- ЗАДАНИЕ -
К чему ещё у Шекспира, согласно отрывку о его патриотизме, следует подходить столь же осторожно, как к патриотизму? Перечислите всё названное.

Создавая пьесу, Шекспир, как всегда, чутко прислушивался к настроению общества. Его публика была готова, как и в былые дни «Генриха VI», рукоплескать патриотическим лозунгам, поскольку вновь возникла угроза испанского нашествия и приведенным в боевую готовность англичанам ничто так не пришлось бы по душе, как памятные всем слова, что они одновременно велики и ничтожны. В предсмертной речи Джона Ганта (одно неправдоподобно длинное предложение) множество высокопарных фраз — «…дивный сей алмаз / В серебряной оправе океана…», «…Англия, священная земля, / Взрастившая великих венценосцев…», «Страна великих душ, жилище славы…»[46] — нейтрализует всего одна фраза о том, что Англия на неверном пути. Большая часть патриотических воспоминаний, сильных в части, где говорится о «дивном сем алмазе», ослабевает при словах «сама себя постыдно победила». В пьесе нет и намека на цинизм, который появится в «Генрихе IV», и нам остается только гадать, не нагрузил ли Шекспир властительный трон королей риторикой для того, чтобы сделать более болезненным разрушение шовинистических эмоций, снова поднявших голову. К патриотизму Шекспира следует подходить столь же осторожно, как к его атеизму, вегетарианству или франкмасонству.

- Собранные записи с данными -
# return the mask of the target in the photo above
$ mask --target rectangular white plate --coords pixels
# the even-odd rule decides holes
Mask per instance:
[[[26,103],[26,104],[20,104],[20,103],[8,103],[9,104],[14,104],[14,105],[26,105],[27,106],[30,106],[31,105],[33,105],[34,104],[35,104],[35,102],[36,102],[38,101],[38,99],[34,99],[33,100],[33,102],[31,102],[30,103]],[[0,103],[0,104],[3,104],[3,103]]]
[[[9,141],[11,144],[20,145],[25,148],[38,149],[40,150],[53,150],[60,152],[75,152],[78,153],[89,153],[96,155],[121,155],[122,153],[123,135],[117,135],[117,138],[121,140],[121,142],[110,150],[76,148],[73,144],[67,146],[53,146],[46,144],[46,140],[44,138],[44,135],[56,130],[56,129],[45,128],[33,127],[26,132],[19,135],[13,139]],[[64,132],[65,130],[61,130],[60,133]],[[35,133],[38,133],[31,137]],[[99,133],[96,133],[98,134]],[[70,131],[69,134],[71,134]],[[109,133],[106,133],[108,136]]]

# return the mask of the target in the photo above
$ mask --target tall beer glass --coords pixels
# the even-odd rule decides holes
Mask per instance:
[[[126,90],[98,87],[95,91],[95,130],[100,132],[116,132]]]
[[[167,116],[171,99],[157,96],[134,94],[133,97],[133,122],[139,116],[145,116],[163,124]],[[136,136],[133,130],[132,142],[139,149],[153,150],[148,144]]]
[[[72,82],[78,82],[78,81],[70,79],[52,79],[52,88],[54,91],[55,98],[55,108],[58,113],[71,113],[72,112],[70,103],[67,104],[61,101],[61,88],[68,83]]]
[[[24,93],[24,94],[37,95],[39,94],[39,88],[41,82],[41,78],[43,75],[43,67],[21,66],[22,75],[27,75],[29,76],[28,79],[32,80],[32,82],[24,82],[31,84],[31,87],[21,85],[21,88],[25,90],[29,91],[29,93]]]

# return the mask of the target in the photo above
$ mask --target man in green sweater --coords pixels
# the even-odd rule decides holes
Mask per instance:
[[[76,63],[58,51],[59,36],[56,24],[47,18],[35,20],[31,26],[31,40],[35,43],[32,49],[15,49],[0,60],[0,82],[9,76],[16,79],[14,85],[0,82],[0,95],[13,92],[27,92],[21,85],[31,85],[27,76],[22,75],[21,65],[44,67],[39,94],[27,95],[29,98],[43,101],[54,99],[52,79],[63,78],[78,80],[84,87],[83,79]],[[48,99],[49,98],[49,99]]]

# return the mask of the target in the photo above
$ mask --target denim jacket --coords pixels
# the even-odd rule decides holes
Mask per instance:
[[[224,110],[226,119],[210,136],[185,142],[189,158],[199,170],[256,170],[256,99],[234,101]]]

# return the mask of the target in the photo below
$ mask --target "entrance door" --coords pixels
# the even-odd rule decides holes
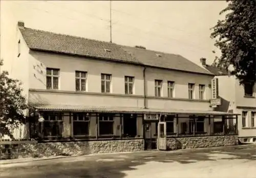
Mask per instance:
[[[155,133],[155,131],[152,130],[153,124],[155,123],[151,122],[144,123],[144,146],[146,150],[157,149],[157,139],[152,138],[152,135]]]
[[[167,145],[166,122],[159,122],[158,124],[158,149],[165,150],[166,149]]]

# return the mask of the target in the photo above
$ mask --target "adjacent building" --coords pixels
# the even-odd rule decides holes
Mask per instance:
[[[236,144],[237,128],[225,126],[237,122],[236,112],[210,105],[214,74],[182,56],[22,22],[18,34],[13,68],[31,107],[28,137],[64,147],[78,141],[90,152]]]
[[[219,102],[215,110],[240,114],[238,129],[240,141],[255,142],[256,84],[248,82],[240,85],[239,80],[230,75],[228,71],[207,65],[205,59],[201,62],[205,69],[216,76],[216,97]]]

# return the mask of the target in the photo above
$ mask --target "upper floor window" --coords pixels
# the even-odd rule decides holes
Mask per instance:
[[[133,94],[133,84],[134,77],[124,77],[124,90],[125,94]]]
[[[204,91],[205,90],[205,85],[199,85],[199,99],[200,100],[204,99]]]
[[[101,74],[101,93],[110,93],[111,75]]]
[[[246,83],[244,84],[244,95],[252,96],[253,95],[254,83]]]
[[[246,118],[247,117],[247,112],[243,111],[242,112],[242,127],[246,126]]]
[[[47,68],[46,88],[58,90],[59,88],[59,69]]]
[[[194,99],[194,93],[195,90],[195,84],[188,83],[188,98]]]
[[[161,97],[162,96],[162,80],[155,80],[155,95],[156,97]]]
[[[86,72],[76,71],[76,91],[86,91]]]
[[[168,98],[173,98],[174,93],[174,82],[168,81]]]

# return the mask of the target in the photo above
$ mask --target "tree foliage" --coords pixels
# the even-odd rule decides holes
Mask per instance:
[[[0,60],[0,67],[3,65]],[[22,83],[8,75],[7,71],[0,74],[0,138],[6,135],[13,138],[11,130],[25,122],[27,106],[22,94]]]
[[[225,19],[211,29],[210,37],[216,39],[215,45],[222,53],[214,64],[225,69],[231,65],[231,74],[240,83],[255,82],[255,1],[227,2],[227,7],[220,13],[226,13]]]

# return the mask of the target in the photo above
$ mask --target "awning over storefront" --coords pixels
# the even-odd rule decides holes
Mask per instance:
[[[187,115],[211,115],[215,116],[234,116],[238,114],[228,113],[210,110],[188,110],[188,109],[161,109],[157,108],[143,108],[140,107],[103,107],[90,106],[74,105],[51,105],[51,104],[30,104],[40,110],[66,111],[66,112],[87,112],[118,113],[138,114],[187,114]]]

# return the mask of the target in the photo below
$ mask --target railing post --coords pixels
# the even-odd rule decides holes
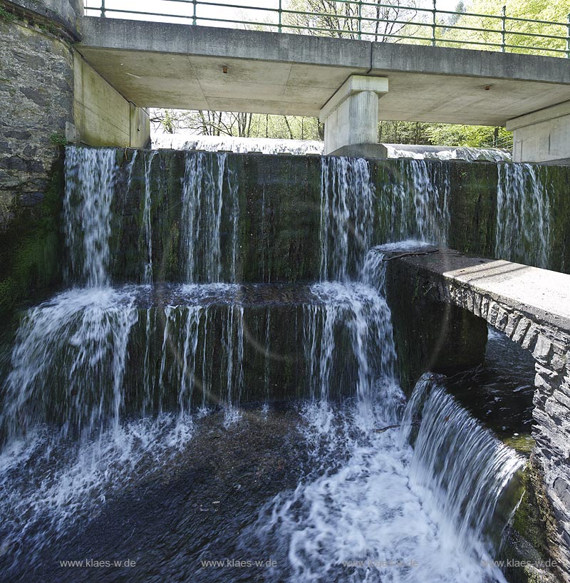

- РЕЗУЛЬТАТ -
К его атеизму, вегетарианству и франкмасонству.